**ABOUT THIS TASK:** Keep to one stretch of the data below, the lines from the one with "pixel 1009 459" up to and including the one with "pixel 428 235", and return that stretch exactly.

(Referring expression pointing data)
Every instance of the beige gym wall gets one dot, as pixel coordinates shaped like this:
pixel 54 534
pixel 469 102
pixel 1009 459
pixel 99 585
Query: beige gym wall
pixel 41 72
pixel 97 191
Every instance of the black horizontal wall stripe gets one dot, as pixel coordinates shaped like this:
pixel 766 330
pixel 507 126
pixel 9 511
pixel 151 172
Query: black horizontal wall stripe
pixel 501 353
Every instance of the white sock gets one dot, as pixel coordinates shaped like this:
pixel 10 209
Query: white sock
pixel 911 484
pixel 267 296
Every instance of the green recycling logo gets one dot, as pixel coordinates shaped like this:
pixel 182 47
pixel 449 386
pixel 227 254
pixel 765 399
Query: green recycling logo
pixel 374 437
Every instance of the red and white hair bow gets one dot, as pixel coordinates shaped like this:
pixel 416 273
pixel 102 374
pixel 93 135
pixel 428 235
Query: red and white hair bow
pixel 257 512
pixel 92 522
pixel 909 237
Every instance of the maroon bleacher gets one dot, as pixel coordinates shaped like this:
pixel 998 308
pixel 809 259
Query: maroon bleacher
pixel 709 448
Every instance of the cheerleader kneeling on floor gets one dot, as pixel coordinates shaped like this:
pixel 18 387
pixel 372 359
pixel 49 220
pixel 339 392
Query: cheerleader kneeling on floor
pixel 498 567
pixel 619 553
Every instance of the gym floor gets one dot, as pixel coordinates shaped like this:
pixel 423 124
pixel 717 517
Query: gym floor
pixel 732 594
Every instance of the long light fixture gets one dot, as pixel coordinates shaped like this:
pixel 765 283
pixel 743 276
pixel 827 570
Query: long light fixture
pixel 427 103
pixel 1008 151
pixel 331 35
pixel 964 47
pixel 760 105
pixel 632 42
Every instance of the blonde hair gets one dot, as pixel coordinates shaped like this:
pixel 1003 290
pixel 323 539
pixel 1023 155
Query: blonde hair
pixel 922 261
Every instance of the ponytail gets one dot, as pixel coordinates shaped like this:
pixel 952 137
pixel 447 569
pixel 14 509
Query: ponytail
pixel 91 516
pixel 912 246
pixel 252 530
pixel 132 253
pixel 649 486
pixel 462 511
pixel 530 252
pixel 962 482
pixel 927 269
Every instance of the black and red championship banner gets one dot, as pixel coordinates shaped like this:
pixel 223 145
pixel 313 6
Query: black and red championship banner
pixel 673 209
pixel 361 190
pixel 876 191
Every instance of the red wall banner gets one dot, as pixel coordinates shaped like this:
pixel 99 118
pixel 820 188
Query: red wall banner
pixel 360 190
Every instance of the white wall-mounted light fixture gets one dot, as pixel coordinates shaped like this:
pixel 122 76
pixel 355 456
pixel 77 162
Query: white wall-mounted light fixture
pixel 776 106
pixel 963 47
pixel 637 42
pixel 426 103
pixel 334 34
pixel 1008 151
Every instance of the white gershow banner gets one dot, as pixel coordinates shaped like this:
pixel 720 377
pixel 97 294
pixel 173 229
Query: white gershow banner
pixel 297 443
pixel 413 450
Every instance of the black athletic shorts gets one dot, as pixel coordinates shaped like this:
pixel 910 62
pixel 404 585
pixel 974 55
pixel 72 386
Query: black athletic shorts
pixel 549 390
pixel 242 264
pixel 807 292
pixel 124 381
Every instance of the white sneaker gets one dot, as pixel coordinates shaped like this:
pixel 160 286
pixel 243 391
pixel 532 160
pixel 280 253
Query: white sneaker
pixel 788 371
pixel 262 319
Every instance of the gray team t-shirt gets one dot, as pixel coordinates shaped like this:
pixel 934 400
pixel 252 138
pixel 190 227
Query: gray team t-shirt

**TASK RESPONSE:**
pixel 1009 459
pixel 99 585
Query: beige gym wall
pixel 41 72
pixel 97 191
Every instance of the black horizontal wall stripe gets one dot, as pixel coordinates shaped like this:
pixel 766 330
pixel 507 126
pixel 9 511
pixel 151 172
Query: black horizontal wall stripe
pixel 501 353
Every instance of the white sock gets one dot, as pixel coordinates shaped like this:
pixel 10 209
Query: white sock
pixel 911 484
pixel 267 296
Every instance of the green recycling logo gets one dot, as pixel coordinates shaped like this:
pixel 182 47
pixel 449 386
pixel 227 254
pixel 765 399
Query: green recycling logo
pixel 374 437
Every instance of the red and white hair bow gets one dot, as pixel coordinates shaped like this:
pixel 416 273
pixel 102 374
pixel 93 135
pixel 428 235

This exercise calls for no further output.